Top of DATA EXCERPTS

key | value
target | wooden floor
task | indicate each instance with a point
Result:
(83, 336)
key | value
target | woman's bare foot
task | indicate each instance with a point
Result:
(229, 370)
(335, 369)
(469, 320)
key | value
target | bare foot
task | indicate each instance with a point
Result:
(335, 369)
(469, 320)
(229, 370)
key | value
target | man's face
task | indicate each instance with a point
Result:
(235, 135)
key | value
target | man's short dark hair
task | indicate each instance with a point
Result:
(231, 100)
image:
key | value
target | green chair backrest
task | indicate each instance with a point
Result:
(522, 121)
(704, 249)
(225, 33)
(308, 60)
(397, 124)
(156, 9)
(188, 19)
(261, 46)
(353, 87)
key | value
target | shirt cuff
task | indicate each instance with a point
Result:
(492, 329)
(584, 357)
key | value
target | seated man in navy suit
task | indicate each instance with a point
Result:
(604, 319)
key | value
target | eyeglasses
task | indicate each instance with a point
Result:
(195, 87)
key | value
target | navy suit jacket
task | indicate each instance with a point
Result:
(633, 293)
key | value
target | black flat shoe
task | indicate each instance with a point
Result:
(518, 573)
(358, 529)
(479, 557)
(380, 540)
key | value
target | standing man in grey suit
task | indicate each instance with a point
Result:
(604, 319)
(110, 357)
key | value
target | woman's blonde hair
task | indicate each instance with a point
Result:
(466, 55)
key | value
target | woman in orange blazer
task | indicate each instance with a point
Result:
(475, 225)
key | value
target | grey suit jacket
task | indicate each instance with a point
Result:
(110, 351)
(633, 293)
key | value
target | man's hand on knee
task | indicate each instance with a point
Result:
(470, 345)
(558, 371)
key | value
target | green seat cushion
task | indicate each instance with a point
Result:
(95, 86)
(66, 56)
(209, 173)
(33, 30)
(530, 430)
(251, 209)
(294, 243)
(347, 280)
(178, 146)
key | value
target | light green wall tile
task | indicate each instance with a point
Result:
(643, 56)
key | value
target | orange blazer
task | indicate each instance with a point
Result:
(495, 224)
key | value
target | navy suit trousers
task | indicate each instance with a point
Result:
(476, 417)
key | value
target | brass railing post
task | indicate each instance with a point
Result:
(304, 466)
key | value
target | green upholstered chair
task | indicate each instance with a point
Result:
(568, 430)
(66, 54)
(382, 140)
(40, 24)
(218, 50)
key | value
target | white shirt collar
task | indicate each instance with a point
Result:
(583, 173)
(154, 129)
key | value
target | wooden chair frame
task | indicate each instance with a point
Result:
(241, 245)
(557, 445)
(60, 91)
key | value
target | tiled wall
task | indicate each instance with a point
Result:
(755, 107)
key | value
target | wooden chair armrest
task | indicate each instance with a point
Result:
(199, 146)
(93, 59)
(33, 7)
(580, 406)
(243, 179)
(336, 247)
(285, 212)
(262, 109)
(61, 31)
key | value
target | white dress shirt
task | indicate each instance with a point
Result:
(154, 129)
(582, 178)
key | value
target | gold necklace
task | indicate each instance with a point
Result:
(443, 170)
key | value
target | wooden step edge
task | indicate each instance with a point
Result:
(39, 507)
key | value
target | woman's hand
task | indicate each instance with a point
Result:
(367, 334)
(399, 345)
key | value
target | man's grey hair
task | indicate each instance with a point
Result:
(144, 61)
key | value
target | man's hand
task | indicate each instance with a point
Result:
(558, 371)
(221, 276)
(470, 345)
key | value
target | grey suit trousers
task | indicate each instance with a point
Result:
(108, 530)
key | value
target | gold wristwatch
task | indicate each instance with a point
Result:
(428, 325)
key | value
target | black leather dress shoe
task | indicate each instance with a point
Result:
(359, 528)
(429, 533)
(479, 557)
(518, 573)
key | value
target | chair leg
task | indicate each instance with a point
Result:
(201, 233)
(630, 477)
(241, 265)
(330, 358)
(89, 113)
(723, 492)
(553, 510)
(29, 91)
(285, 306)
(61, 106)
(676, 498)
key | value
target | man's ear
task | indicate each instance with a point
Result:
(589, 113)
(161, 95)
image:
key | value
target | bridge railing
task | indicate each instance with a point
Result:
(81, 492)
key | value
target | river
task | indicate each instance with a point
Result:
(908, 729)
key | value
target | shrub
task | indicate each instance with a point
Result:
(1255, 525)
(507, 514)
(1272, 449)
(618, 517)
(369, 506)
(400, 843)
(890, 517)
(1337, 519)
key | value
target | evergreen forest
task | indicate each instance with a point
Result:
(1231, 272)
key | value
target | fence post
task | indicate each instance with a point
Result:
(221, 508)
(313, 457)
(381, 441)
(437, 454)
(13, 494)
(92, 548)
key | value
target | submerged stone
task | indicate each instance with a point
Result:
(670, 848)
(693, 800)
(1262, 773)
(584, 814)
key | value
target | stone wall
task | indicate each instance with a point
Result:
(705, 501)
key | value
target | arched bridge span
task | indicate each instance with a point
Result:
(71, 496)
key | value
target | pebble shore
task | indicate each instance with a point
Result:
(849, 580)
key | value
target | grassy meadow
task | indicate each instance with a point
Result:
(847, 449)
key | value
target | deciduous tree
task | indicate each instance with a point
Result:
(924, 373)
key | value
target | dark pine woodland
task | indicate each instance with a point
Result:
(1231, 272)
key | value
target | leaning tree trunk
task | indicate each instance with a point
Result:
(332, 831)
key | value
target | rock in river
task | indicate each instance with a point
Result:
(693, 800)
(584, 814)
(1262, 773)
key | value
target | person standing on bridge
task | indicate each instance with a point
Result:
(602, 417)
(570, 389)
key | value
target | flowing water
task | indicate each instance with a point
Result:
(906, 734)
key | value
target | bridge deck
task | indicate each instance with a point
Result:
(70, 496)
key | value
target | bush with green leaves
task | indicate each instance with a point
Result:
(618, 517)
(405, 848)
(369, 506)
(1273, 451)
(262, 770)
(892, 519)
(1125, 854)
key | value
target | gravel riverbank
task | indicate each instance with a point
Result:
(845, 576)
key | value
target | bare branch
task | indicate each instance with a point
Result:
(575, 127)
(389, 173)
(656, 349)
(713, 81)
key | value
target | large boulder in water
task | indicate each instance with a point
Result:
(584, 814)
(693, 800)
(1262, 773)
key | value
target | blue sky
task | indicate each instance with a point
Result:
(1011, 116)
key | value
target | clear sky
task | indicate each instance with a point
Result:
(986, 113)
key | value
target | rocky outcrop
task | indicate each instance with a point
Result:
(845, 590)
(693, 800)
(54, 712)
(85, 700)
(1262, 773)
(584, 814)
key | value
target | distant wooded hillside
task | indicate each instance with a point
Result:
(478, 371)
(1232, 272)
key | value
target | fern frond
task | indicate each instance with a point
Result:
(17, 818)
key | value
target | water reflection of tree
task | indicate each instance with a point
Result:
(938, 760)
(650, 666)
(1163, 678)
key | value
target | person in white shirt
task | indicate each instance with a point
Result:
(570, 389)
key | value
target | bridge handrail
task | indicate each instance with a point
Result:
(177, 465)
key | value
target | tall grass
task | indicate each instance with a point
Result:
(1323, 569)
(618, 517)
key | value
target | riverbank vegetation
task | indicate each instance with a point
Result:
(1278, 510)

Bottom of DATA EXCERPTS

• WHAT IS NEEDED
An exact copy of every entry is what is needed here.

• WRITTEN REPLY
key | value
target | wooden floor
task | indicate each instance with a point
Result:
(83, 336)
key | value
target | woman's bare foot
task | indicate each instance with a point
Result:
(229, 370)
(335, 369)
(469, 320)
key | value
target | bare foot
task | indicate each instance with a point
Result:
(335, 369)
(469, 320)
(229, 370)
key | value
target | man's face
task | indicate each instance with a point
Result:
(235, 135)
key | value
target | man's short dark hair
task | indicate each instance with a point
Result:
(231, 100)
image:
key | value
target | green chair backrest
task | indicate each instance with a point
Result:
(522, 121)
(704, 249)
(225, 33)
(308, 60)
(397, 124)
(156, 9)
(188, 19)
(261, 46)
(353, 87)
key | value
target | shirt cuff
task | indicate each instance with a point
Result:
(492, 329)
(584, 357)
key | value
target | seated man in navy suit
task | indicate each instance with a point
Result:
(604, 319)
key | value
target | eyeglasses
task | indicate each instance with a point
Result:
(195, 87)
key | value
target | navy suit jacket
task | indicate each instance with a point
Result:
(633, 293)
key | value
target | black flat shoe
task | indicate each instance with a point
Result:
(518, 573)
(358, 529)
(479, 557)
(380, 540)
key | value
target | standing man in grey suit
task | indicate each instance with a point
Result:
(604, 319)
(110, 357)
key | value
target | woman's blonde hair
task | indicate each instance with a point
Result:
(466, 55)
key | value
target | woman in orange blazer
task | indicate each instance with a point
Result:
(475, 225)
key | value
target | grey suit jacket
task | indicate each instance with a point
Result:
(110, 351)
(633, 293)
key | value
target | man's hand on knee
task | indicate each instance with a point
Result:
(470, 345)
(558, 371)
key | value
target | green seat cushion
task | indicate each instance with a point
Result:
(95, 86)
(66, 56)
(209, 173)
(33, 30)
(530, 430)
(251, 209)
(294, 243)
(347, 280)
(178, 146)
key | value
target | light green wall tile
task | indicate each instance with a point
Result:
(643, 56)
key | value
target | orange blazer
task | indicate each instance with a point
Result:
(495, 224)
key | value
target | navy suit trousers
task | indicate each instance with a point
Result:
(476, 417)
key | value
target | brass railing post
task | indicate each instance with a point
Result:
(304, 466)
key | value
target | green upholstered chair
task | indicate each instance with a point
Result:
(568, 430)
(66, 54)
(382, 140)
(40, 24)
(218, 50)
key | value
target | white shirt collar
task | indicate each instance with a point
Result:
(583, 173)
(154, 129)
key | value
target | wooden chair frame
task | indicate each instance with a point
Result:
(241, 245)
(557, 445)
(60, 91)
key | value
target | tiled wall
task | indicate each instance with a point
Result:
(755, 107)
key | value
target | wooden chair armrest
task | indicate each instance with a point
Result:
(199, 146)
(93, 59)
(33, 7)
(580, 406)
(243, 179)
(336, 247)
(285, 212)
(262, 109)
(61, 31)
key | value
target | white dress shirt
task | indicate each instance with a point
Result:
(154, 129)
(582, 178)
key | value
target | gold necklace
task | indicate each instance with a point
Result:
(443, 170)
key | value
target | wooden step edge
task | indicate each instance with a point
Result:
(39, 507)
key | value
target | woman's hand
task | indicate each instance with a point
Result:
(367, 334)
(399, 345)
key | value
target | man's grey hair
task | indicate each instance with a point
Result:
(144, 61)
key | value
target | man's hand
task | indicate each instance with a point
Result:
(558, 371)
(221, 276)
(470, 345)
key | value
target | grey suit trousers
task | indicate each instance with a point
Result:
(108, 530)
key | value
target | gold wristwatch
task | indicate each instance with a point
Result:
(428, 325)
key | value
target | black leather dress shoe
task | indicate each instance with a point
Result:
(359, 528)
(429, 533)
(479, 557)
(518, 573)
key | value
target | chair leg
task | indicate each instance with a point
Result:
(201, 233)
(630, 477)
(241, 265)
(330, 358)
(89, 113)
(723, 492)
(553, 510)
(29, 91)
(285, 306)
(61, 106)
(676, 498)
key | value
target | man's ear
task | indicate each instance with a point
Result:
(589, 113)
(161, 95)
image:
key | value
target | bridge railing
task | indicate each instance with a point
Result:
(81, 492)
key | value
target | river
task | indicate each instance with a point
Result:
(908, 729)
key | value
target | shrub
task | indicate each instance with a point
Result:
(1255, 525)
(507, 514)
(1272, 449)
(618, 517)
(369, 506)
(400, 843)
(890, 517)
(1337, 519)
key | value
target | evergreen forest
task | indicate each instance with a point
Result:
(1231, 272)
key | value
target | fence post
task | indicate each instance with a point
Result:
(221, 508)
(313, 457)
(381, 441)
(437, 454)
(13, 494)
(92, 548)
key | value
target | submerged stone
task | indicate each instance with a point
Result:
(670, 848)
(693, 800)
(1262, 773)
(584, 814)
key | value
target | stone wall
task | indicate each instance with a point
Result:
(705, 501)
key | value
target | arched bridge span
task | indicate each instance with a point
Result:
(71, 496)
key | value
target | pebble shore
task | indicate each instance with a point
Result:
(849, 580)
key | value
target | grassy meadow
task | indicate each instance with a point
Result:
(847, 449)
key | value
target | deciduous tree
task | indicate each instance with a point
Result:
(924, 373)
key | value
target | dark pine woodland
task | indicate each instance with a point
Result:
(1231, 272)
key | value
target | leaning tree trunk
task | indicate each instance with a point
Result:
(332, 831)
key | value
target | rock in river
task | indicate each instance with a point
Result:
(693, 800)
(584, 814)
(1262, 773)
key | value
target | person standing on bridge
task | indicate each instance with a point
Result:
(602, 417)
(570, 389)
key | value
target | flowing water
task | indicate each instance with a point
Result:
(906, 734)
key | value
target | bridge deck
task | indicate each instance with a point
Result:
(70, 496)
key | value
target | bush with green leaves
task | indicate each instance with a point
Result:
(618, 517)
(405, 848)
(369, 506)
(1273, 451)
(262, 770)
(892, 519)
(1125, 854)
key | value
target | gravel riverbank
task | indicate each instance with a point
Result:
(845, 576)
key | value
target | bare branch
task | indicate each instance with a point
Result:
(575, 127)
(389, 173)
(656, 349)
(713, 81)
key | value
target | large boulder in water
task | indicate each instance with a point
Result:
(584, 814)
(693, 800)
(1262, 773)
key | value
target | blue sky
task | indicate each instance with a point
Result:
(1011, 116)
key | value
target | clear sky
task | indicate each instance with a point
Result:
(986, 113)
key | value
target | rocky outcrop
task | indicate each instance with a point
Result:
(845, 590)
(693, 800)
(54, 712)
(85, 700)
(1262, 773)
(584, 814)
key | value
target | distant wooded hillside
task | indicate each instance with a point
Result:
(478, 371)
(1232, 272)
key | value
target | fern frond
task | indicate each instance with a point
Result:
(17, 818)
key | value
target | water reflection of tree
task | indicate each instance with a point
Result:
(938, 760)
(650, 666)
(1163, 678)
key | value
target | person in white shirt
task | indicate each instance with a point
Result:
(570, 389)
key | value
target | bridge handrail
task | indicate each instance with a point
Result:
(177, 465)
key | value
target | tall grass
task | indicate each instance with a point
Result:
(1323, 569)
(618, 517)
key | value
target | riverbank vegetation
task | indicate each instance with a point
Result:
(1278, 510)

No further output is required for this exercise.